(Data for the task Opens)

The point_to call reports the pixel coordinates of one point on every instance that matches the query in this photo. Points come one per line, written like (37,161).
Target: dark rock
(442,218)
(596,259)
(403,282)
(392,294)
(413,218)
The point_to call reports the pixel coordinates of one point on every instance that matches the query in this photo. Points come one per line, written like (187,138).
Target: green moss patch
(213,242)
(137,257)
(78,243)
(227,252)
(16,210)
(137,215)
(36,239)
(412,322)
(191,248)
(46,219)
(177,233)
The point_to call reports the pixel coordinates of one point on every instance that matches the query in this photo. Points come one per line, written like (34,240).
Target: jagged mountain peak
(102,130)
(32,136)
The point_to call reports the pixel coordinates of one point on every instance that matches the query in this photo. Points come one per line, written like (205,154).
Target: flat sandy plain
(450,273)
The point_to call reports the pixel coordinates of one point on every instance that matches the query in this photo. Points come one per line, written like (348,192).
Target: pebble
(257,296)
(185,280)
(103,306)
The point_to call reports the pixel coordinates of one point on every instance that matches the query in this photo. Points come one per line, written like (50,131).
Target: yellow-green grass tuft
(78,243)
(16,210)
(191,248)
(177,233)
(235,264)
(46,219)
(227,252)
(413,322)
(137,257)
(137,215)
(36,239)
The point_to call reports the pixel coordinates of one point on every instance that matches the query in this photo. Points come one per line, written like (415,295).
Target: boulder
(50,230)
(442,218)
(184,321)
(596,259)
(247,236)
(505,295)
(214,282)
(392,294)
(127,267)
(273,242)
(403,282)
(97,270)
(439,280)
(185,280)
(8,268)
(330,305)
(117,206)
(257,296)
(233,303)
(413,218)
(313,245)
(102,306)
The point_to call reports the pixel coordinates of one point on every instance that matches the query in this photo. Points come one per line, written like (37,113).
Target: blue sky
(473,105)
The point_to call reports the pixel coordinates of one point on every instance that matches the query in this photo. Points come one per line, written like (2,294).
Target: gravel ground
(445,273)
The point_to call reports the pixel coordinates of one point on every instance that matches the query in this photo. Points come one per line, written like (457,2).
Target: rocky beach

(Data for the task Closes)

→ Task to carry out
With nothing added or dropped, reproduce all the data exactly.

→ Task output
The point_to call reports the pixel coordinates of one point on every instance that matches the query in this photo. Points come one per line, written like (37,161).
Target: dark rock
(442,218)
(596,259)
(403,282)
(392,294)
(413,218)
The point_to call reports the pixel coordinates of one point on every instance that matches the query in this photo. Points come one per line, written like (187,138).
Target: green moss patch
(213,242)
(137,257)
(78,243)
(227,252)
(16,210)
(137,215)
(36,239)
(412,322)
(191,248)
(46,219)
(177,233)
The point_to call reports the pixel coordinates of one point on every instance that matches the query in this photo. Points come one per line, written like (34,240).
Target: jagged mountain peak
(102,130)
(32,136)
The point_to call reports the pixel coordinates of one point on every instance that matches the query in this photo. Points come one per line, written like (205,154).
Target: flat sandy plain
(450,273)
The point_to call reports the pixel coordinates of one point on every instance that matches the query in this photo. Points come one per line, written like (348,192).
Target: pebble
(257,296)
(185,280)
(103,306)
The point_to call reports the pixel coordinates of one point on every instance that matches the query in this photo. Points come one per line, written like (50,131).
Target: yellow-green grass tuft
(78,243)
(16,210)
(191,248)
(177,233)
(235,264)
(46,219)
(227,252)
(413,322)
(137,257)
(137,215)
(36,239)
The point_to call reports the pixel coordinates of one point on every instance that matches the query in this photo. Points come one per line, written like (415,295).
Target: boulder
(50,230)
(442,218)
(184,321)
(596,259)
(247,236)
(505,295)
(214,282)
(392,294)
(127,267)
(273,242)
(403,282)
(97,270)
(439,280)
(185,280)
(8,268)
(330,305)
(117,206)
(257,296)
(233,303)
(413,218)
(313,245)
(102,306)
The point_to call reports the pixel coordinates of one point on every instance that matches the query in this photo. Points come one per line, written like (37,113).
Target: blue sky
(473,105)
The point_to call reports the pixel coordinates of one point on every instance that matches the query in this photo. Points come one per line, written like (2,294).
Target: gravel ground
(445,273)
The point_to call reports the pixel coordinates of one point on every instance that matches the query in this photo. Points come one per line, written like (457,2).
Target: rocky beach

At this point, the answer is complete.